» Questions to answer
(1) Reproduce the passage on trade policy after COVID-19 word for word, from "While massive financial" to "tackle climate change.".
(2) Pick up the passage on trade policy after COVID-19 at its last sentence and continue writing it from there.

The European Union’s announced desire to achieve “strategic autonomy” is indicative of a wider move to forge new supply relations in the Global North to strengthen local resilience. In this uncertain landscape, developing countries will need to re-engineer their existing production and distribution systems to strengthen their own local resilience and ‘strategic autonomy.’ The unprecedented challenges posed by COVID-19 open an important window of opportunity for South-South cooperation to help build resilience to future pandemics and economic shocks, including strengthening regional value chains and intra-regional trade and investments in health and food-related goods and services.
While massive financial subsidies are being rolled out in the Global North to sustain its businesses, developing countries, who cannot afford comparable bailouts, will need to revive strategic trade and industrial policies to manage the stresses resulting from the pandemic and its aftermath. This will mean a rethink of the restrictions on policy space that have accumulated over recent decades, particularly considering the urgent challenge of achieving deep decarbonization to tackle climate change.
With a shrinking timeline to stabilize climate and achieve the SDGs, it is crucial that all countries find ways to discipline trade and investment in the pursuit of these higher ambitions without undermining other development goals. The coherence between SDT and the United Nations Framework Convention on Climate Change principle of ‘common but differentiated responsibilities’ offers a starting point for understanding a development-sensitive approach to the trade-climate nexus.

» Supplied entries
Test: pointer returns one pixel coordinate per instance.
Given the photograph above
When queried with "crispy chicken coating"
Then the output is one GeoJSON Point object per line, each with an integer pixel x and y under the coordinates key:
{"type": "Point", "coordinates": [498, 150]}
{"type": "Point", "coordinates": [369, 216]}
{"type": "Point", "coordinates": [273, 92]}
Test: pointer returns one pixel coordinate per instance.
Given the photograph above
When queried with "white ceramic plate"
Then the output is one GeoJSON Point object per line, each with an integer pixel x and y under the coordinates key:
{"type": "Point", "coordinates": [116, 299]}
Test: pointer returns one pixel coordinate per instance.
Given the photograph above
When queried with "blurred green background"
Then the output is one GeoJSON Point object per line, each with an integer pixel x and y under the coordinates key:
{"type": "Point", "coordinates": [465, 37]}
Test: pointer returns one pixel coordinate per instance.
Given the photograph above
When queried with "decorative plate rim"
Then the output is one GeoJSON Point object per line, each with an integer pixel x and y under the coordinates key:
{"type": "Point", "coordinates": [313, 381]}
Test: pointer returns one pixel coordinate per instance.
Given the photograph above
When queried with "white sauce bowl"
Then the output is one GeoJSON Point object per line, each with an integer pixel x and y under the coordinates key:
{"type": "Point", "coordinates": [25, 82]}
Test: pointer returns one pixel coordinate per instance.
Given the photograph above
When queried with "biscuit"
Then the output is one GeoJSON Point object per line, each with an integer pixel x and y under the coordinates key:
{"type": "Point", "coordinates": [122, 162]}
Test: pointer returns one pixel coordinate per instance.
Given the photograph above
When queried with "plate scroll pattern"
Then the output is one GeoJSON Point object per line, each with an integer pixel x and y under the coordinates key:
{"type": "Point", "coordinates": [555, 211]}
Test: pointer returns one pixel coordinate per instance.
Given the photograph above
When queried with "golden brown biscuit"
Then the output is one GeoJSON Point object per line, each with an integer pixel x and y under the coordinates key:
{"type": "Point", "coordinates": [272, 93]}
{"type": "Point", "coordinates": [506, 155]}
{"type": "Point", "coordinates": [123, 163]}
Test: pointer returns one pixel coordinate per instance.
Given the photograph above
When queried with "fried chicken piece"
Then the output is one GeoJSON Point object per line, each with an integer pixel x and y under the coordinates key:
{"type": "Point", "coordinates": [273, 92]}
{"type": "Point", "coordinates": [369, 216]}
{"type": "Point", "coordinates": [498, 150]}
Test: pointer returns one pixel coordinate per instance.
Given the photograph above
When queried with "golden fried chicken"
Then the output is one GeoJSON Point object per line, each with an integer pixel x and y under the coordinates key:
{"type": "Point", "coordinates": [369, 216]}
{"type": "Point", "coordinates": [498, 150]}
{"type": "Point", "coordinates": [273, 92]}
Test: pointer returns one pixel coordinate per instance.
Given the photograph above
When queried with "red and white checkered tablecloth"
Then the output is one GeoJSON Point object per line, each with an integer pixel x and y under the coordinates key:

» Activity answers
(1)
While massive financial subsidies are being rolled out in the Global North to sustain its businesses, developing countries, who cannot afford comparable bailouts, will need to revive strategic trade and industrial policies to manage the stresses resulting from the pandemic and its aftermath. This will mean a rethink of the restrictions on policy space that have accumulated over recent decades, particularly considering the urgent challenge of achieving deep decarbonization to tackle climate change.

(2)
Many proposed approaches to linking climate change and trade, however, have neglected the development dimension. These initiatives will deepen North-South asymmetries if they do not simultaneously support development and reduce high-emitting overconsumption in advanced economies. Any future WTO climate initiative must not be taken out of the multilateral rules-based system and decided between a small group of developed economies, undermining the trust of Southern WTO members who stand to be most impacted. Moreover, any such measures must be sensitive to the historic reasons why developing countries have been locked into carbon-intensive and extractive industrialization. Any requirement on governments in the Global South must be contingent on more effective policies, such as green technology transfers and new sources of financing to avoid a catastrophic impact on development initiatives.
A limited climate waiver of WTO trade and investment rules combined with preferential space and financing for developing countries could be a first start. A narrowly defined waiver would give countries assurance that they will not face disputes for climate and development-friendly initiatives, like prioritizing a transition to renewable energy, green procurement and green jobs programs.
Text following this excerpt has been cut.